Extrait de source:
........
Cette autorité pourrait prendre deux formes : une émanation du Bureau aurait l'avantage de conforter celui-ci dans son rôle traditionnel de garant de la discipline au sein des assemblées et de prolonger sa compétence en matière d'incompatibilités ; ou une entité ad hoc, plus novatrice, dont les membres seraient élus à la majorité qualifiée par l'ensemble des sénateurs sur des listes comprenant des représentants de chaque groupe. Il appartiendra à notre Haute Assemblée de choisir entre ces deux options. L'autorité doit, selon le groupe de travail, être assistée par un magistrat de l'ordre judiciaire, issu de la Cour de Cassation, élu par les magistrats du siège et parmi les magistrats en exercice.

Notre quatrième objectif est de renforcer la liste des activités professionnelles incompatibles par nature avec le mandat parlementaire et de plafonner les rémunérations et autres revenus au titre de fonctions ou d'activités accessoires. Ainsi, nous proposons notamment que seuls les parlementaires qui exerçaient une fonction de conseil avant le début de leur mandat puissent continuer d'exercer cette activité pendant le mandat, et de supprimer la dérogation applicable aux professions réglementées.

Nous préconisons également l'intégration de nouvelles incompatibilités parlementaires : présidence d'un syndicat professionnel, et fonctions de direction, d'administration ou de surveillance dans les sociétés-mères des entreprises visées par le code électoral, par exemple.
........
Extrait de données:
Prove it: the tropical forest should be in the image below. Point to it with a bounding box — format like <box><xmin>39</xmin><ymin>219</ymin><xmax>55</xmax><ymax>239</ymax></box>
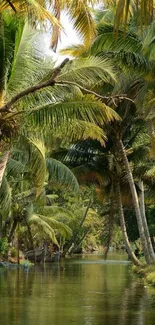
........
Consigne écrite A: D'après l'extrait de source, par qui le magistrat qui assisterait l'autorité serait-il élu ?
Consigne écrite B: Recopiez sans rien changer le passage de l'extrait de source qui commence aux mots « Cette autorité pourrait » et se termine après les mots « magistrats en exercice. ».

Corrigé de l'exercice A: Par les magistrats du siège, et parmi les magistrats en exercice.

Corrigé de l'exercice B:
Cette autorité pourrait prendre deux formes : une émanation du Bureau aurait l'avantage de conforter celui-ci dans son rôle traditionnel de garant de la discipline au sein des assemblées et de prolonger sa compétence en matière d'incompatibilités ; ou une entité ad hoc, plus novatrice, dont les membres seraient élus à la majorité qualifiée par l'ensemble des sénateurs sur des listes comprenant des représentants de chaque groupe. Il appartiendra à notre Haute Assemblée de choisir entre ces deux options. L'autorité doit, selon le groupe de travail, être assistée par un magistrat de l'ordre judiciaire, issu de la Cour de Cassation, élu par les magistrats du siège et parmi les magistrats en exercice.